▸ **YOUR INSTRUCTIONS**:
Rewrite all of the lines below, changing "pixel coordinates" to "screen coordinates" wherever it appears and keeping everything else the same. Leave out the pictures.

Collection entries

+++++

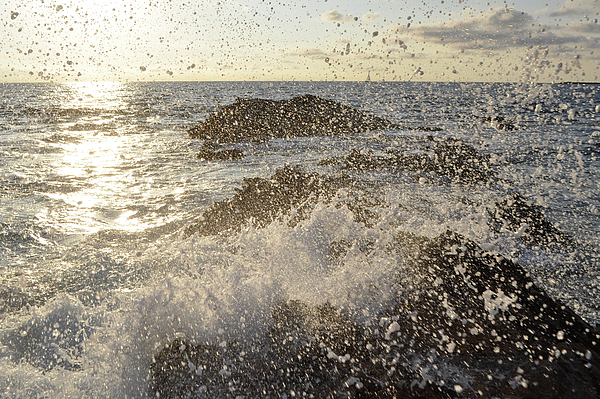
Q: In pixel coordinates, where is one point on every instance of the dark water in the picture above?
(98, 183)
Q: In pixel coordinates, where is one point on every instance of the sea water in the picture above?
(98, 182)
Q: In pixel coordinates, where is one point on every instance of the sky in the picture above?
(385, 40)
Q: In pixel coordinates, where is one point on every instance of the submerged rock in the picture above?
(499, 122)
(210, 152)
(261, 201)
(452, 159)
(308, 115)
(516, 214)
(467, 323)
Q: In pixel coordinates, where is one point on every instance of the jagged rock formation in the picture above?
(308, 115)
(452, 159)
(472, 324)
(515, 214)
(263, 200)
(210, 152)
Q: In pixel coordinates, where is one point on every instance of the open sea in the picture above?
(99, 182)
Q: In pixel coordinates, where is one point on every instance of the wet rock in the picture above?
(308, 115)
(210, 152)
(263, 200)
(499, 122)
(451, 159)
(467, 323)
(516, 214)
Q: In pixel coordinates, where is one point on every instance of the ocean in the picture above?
(100, 183)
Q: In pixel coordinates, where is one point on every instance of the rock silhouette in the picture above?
(210, 152)
(452, 159)
(308, 115)
(472, 324)
(516, 214)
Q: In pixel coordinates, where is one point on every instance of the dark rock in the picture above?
(452, 159)
(499, 122)
(210, 152)
(516, 214)
(468, 323)
(263, 200)
(308, 115)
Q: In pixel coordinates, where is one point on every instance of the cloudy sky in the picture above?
(447, 40)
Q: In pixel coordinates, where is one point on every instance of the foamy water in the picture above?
(98, 183)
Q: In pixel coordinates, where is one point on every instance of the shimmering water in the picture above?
(98, 182)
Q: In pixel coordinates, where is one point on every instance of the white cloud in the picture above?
(497, 29)
(336, 16)
(371, 16)
(577, 8)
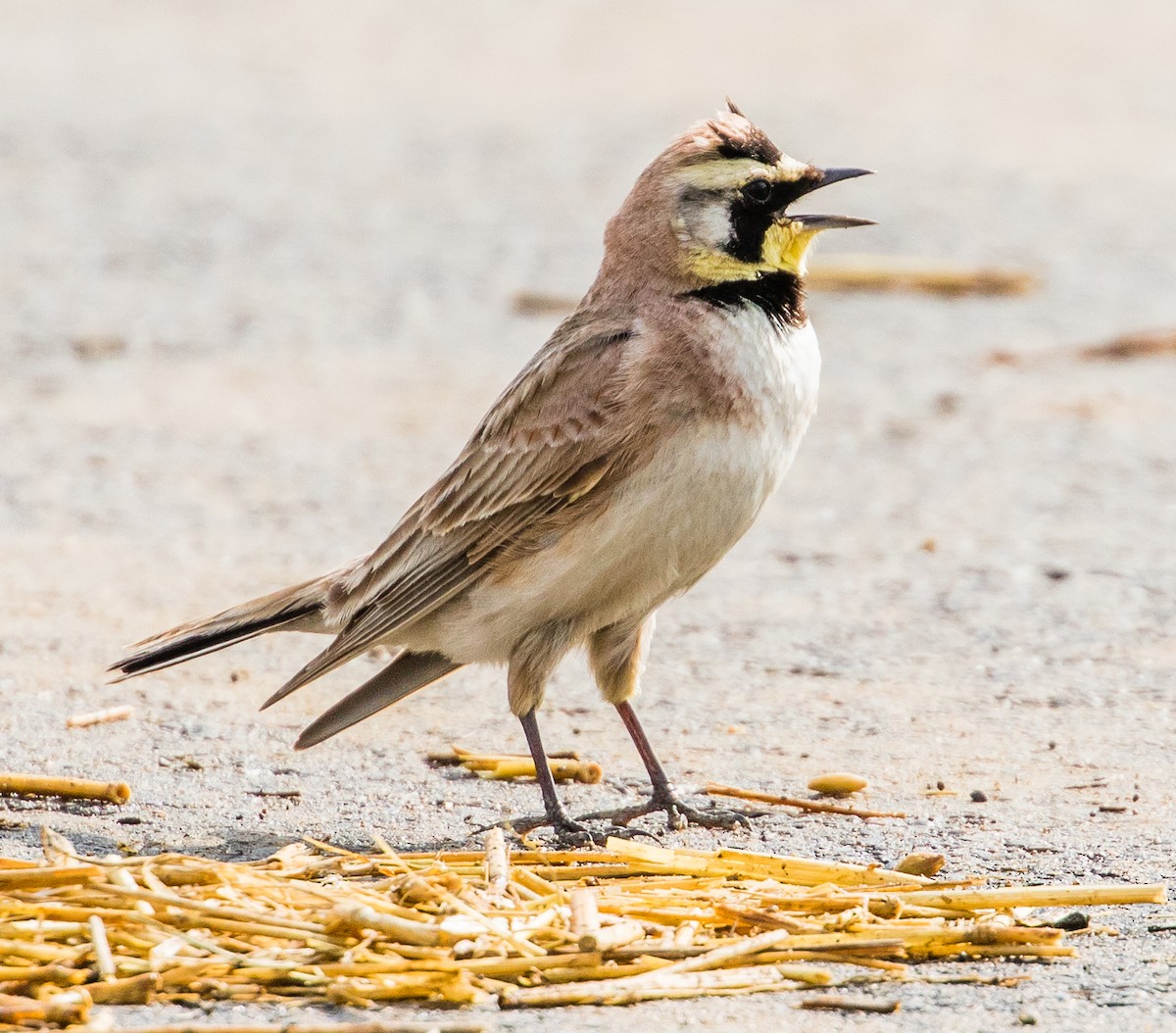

+++++

▸ **SOLUTION FOR THIS EXERCISE**:
Q: In screen coordinates, where is one point on every instance of the dark water in the picture above?
(98, 183)
Q: In screen coordinates, where is one point on every instance of the sea water in the picture above?
(98, 182)
Q: In screen coordinates, where is one point on every instance of the sky in the picture above?
(385, 40)
Q: In screen coordinates, where is one point on every instance of the submerged rock in the picture above?
(499, 122)
(210, 152)
(261, 201)
(452, 159)
(308, 115)
(516, 214)
(467, 323)
Q: In screen coordinates, where is one point on every instance of the jagged rock formation in the picture above?
(308, 115)
(452, 159)
(472, 324)
(515, 214)
(263, 200)
(210, 152)
Q: In screen coordinates, where is one point on every instance of the open sea in the picture above?
(99, 182)
Q: In screen coordinates, where is one point on every instance of the wet rock in the picture above?
(308, 115)
(210, 152)
(263, 200)
(499, 122)
(451, 159)
(467, 323)
(516, 214)
Q: In screen coordinates, where is one point on every instance of the ocean in the picture above?
(100, 183)
Q: In screen coordinates, where is one point on every instance of the rock silhouette in the picture above?
(210, 152)
(452, 159)
(308, 115)
(472, 324)
(516, 214)
Q: In screen coordinates, where is one point on every instance of the dark rock in the picture above?
(452, 159)
(499, 122)
(210, 152)
(516, 214)
(468, 323)
(263, 200)
(308, 115)
Q: In screen coordinates, where is one point on every instance of the cloudy sky in the picture above?
(447, 40)
Q: In screen coordinates, where is one point on every instance of the foamy water in the picture above?
(98, 183)
Q: In screen coordinates, where is one point on every instance of the shimmering water in the picture above?
(98, 182)
Q: In screen coordinates, where is one point on every instance of the white cloud in the picture above?
(497, 29)
(336, 16)
(371, 16)
(577, 8)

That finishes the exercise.